◆ **WRITTEN REQUEST**
How many lines of the records contain the word "rear"? Reply with the number alone.

◆ **PROVIDED INFORMATION**
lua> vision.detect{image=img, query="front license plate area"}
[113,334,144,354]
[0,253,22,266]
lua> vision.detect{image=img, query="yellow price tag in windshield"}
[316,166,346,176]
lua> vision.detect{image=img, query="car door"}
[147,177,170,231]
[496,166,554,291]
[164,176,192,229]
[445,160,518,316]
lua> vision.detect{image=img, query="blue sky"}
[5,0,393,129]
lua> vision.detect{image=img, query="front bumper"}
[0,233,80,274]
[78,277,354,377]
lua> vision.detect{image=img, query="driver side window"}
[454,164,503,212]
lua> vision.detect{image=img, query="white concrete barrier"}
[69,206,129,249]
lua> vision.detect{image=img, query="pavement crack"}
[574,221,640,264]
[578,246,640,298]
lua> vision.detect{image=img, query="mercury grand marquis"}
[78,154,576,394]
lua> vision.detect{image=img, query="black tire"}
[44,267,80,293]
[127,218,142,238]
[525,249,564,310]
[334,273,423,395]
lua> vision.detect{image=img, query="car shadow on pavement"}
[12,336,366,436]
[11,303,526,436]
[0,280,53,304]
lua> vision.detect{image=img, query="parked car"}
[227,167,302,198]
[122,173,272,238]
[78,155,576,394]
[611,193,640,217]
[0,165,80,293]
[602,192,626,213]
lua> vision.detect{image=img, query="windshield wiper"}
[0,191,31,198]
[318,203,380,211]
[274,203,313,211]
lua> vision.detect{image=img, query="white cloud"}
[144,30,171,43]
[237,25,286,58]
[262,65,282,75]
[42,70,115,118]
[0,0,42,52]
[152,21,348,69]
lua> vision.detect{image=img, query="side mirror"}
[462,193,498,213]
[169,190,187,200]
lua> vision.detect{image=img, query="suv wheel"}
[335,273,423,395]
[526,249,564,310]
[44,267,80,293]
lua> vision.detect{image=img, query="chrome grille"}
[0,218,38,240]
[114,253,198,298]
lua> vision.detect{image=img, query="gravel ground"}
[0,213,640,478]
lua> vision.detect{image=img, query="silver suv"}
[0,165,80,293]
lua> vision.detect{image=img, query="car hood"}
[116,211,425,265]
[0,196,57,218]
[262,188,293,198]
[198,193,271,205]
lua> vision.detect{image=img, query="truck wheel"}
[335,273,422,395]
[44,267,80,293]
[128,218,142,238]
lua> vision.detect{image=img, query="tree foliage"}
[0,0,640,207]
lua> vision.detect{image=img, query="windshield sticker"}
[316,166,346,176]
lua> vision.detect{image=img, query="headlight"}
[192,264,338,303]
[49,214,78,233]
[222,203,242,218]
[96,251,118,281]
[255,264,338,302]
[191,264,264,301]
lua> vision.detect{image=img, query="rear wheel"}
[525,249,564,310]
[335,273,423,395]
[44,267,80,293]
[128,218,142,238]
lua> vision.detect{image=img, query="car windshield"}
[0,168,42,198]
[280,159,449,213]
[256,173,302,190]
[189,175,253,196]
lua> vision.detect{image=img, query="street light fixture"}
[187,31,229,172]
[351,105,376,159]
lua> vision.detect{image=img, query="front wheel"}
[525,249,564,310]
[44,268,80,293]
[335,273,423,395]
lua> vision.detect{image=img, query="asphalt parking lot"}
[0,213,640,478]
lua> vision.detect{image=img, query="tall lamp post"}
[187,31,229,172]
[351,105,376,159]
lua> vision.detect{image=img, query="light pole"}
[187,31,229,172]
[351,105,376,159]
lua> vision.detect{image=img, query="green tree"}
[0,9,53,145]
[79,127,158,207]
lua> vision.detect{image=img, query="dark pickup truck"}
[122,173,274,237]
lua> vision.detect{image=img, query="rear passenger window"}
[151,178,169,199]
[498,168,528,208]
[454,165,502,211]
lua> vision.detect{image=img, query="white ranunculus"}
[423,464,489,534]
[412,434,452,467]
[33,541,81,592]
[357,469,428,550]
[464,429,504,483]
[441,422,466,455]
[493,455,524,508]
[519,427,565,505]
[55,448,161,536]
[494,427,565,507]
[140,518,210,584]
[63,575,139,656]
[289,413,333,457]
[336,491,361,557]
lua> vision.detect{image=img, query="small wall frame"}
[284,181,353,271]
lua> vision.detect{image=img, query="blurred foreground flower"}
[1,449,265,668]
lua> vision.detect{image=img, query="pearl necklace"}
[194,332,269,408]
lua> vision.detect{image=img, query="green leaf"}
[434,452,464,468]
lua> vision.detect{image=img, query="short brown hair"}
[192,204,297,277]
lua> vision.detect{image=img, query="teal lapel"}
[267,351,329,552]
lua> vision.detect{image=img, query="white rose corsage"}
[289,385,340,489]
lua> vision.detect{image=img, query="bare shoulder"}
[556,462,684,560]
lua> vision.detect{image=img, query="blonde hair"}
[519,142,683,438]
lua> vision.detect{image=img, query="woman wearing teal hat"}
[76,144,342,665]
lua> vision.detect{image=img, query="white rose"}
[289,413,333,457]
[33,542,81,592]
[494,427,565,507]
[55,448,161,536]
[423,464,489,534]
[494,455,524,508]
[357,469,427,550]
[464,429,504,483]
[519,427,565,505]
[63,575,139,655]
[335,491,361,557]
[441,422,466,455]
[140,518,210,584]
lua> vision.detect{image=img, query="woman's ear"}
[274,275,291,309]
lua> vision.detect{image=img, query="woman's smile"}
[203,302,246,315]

...

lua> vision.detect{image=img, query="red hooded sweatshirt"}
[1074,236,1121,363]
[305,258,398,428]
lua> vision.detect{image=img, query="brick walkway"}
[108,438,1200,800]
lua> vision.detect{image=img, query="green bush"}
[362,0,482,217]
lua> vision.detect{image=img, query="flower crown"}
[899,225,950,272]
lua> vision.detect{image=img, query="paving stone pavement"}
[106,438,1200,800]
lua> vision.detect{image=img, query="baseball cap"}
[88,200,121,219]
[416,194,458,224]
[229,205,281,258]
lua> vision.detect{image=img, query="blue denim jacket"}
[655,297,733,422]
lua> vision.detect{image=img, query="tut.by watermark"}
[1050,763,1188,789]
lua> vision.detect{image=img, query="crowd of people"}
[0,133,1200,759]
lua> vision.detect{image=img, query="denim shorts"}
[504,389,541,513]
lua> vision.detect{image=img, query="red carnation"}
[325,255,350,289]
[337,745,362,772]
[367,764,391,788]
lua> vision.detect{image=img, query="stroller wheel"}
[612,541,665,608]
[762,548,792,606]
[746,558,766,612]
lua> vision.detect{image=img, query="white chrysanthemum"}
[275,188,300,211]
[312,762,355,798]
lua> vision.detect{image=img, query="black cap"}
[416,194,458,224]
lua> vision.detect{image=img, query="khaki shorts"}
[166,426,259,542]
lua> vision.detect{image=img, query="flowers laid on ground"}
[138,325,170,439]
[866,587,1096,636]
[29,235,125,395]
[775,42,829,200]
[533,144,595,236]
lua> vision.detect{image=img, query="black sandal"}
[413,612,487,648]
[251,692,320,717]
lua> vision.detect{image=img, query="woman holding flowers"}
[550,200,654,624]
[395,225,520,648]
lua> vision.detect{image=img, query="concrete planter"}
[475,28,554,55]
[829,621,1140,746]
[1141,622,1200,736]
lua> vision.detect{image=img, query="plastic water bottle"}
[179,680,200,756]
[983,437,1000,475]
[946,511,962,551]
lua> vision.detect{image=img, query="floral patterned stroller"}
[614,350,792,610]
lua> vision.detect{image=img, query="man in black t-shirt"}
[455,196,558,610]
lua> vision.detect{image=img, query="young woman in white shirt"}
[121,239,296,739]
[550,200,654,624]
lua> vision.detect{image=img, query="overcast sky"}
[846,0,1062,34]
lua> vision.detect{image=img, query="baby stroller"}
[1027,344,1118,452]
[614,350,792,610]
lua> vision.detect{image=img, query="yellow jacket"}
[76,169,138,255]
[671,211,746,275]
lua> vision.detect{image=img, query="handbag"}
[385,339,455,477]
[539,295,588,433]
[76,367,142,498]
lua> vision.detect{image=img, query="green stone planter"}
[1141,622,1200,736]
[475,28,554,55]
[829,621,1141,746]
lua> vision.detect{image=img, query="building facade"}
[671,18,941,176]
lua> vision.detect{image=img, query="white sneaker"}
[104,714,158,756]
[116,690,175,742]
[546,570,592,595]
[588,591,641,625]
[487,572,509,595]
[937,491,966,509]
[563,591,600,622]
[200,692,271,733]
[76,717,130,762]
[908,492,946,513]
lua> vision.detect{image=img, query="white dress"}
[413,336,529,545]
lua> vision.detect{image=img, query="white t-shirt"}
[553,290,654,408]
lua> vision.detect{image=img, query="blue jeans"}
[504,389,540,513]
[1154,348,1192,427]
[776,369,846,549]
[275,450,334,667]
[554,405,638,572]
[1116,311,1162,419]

◆ **FINAL ANSWER**
2